Set down every entry below exactly as it stands.

Top of Provided records

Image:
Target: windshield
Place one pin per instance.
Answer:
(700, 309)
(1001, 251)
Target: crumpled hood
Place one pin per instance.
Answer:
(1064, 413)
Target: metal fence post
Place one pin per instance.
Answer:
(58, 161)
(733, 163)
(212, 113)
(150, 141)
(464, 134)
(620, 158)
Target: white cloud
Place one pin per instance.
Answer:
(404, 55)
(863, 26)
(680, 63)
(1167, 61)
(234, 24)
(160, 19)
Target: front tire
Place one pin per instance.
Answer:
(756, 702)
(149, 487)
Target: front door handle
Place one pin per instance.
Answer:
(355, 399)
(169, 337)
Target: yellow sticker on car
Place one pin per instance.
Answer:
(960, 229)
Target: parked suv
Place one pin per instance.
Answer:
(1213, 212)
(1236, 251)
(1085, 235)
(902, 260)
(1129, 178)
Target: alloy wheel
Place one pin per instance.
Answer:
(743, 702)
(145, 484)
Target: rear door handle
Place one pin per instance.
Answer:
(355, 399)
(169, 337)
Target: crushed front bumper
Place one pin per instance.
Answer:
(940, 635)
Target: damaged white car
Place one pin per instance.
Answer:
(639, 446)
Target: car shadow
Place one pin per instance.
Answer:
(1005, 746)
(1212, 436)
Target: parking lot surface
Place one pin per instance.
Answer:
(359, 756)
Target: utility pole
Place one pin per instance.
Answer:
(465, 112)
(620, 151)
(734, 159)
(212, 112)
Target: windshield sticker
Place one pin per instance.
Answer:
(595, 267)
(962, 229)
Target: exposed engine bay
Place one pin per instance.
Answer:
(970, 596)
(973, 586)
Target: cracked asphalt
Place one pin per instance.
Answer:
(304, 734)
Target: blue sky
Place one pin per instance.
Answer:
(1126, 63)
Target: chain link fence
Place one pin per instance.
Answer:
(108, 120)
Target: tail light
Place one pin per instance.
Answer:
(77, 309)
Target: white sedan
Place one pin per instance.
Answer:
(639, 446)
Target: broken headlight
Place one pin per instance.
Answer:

Bottom of Provided records

▶ **Written response**:
Image:
Target: windshield
Place one pin per instance.
Answer:
(700, 309)
(1001, 251)
Target: crumpled hood
Place one pin per instance.
Answer:
(1064, 413)
Target: metal fence post
Place one pin per instance.
Answer:
(58, 161)
(733, 163)
(212, 113)
(150, 141)
(464, 134)
(620, 158)
Target: white cloud
Place one pin per instance.
Answer:
(404, 55)
(863, 26)
(680, 63)
(1167, 61)
(234, 24)
(160, 19)
Target: front tire
Place one pin per instance.
Answer:
(756, 702)
(149, 487)
Target: front door handle
Place one pin per instance.
Answer:
(355, 399)
(169, 337)
Target: yellow sticker on car
Place one pin per instance.
Answer:
(960, 229)
Target: parked suv
Place one pin per instance.
Answer:
(1213, 212)
(1236, 251)
(1085, 235)
(902, 260)
(1129, 178)
Target: alloy wheel
Place one pin per instance.
Answer:
(743, 702)
(145, 484)
Target: rear door handle
Place one pin per instance.
Answer:
(355, 399)
(169, 337)
Target: crushed front bumper
Place one pin per instance.
Answer:
(940, 635)
Target: damaged white car
Place one pin per instance.
Answer:
(639, 446)
Target: car shadow
Place one pin per instance.
Answer:
(1005, 746)
(1212, 436)
Target: parking lot surface
Place one pin per instance.
Answer:
(359, 756)
Target: utility pole
Place one pin per instance.
Answer:
(465, 112)
(620, 151)
(734, 159)
(212, 112)
Target: windshield sticker
Place one pin per instance.
Answer:
(595, 267)
(962, 229)
Target: exposed engine bay
Place one pin per instance.
Answer:
(970, 596)
(973, 586)
Target: cracked asphalt
Place one pin per instance.
Answer:
(304, 734)
Target: blue sky
Place one pin per instance.
Answer:
(1126, 63)
Target: chain link fence
Place one pin per instance.
Answer:
(108, 120)
Target: tail light
Place one pin per instance.
Answer:
(77, 309)
Target: white sedan
Place one pin per instance.
Answer:
(639, 446)
Target: broken headlight
Place one pin per instance.
Answer:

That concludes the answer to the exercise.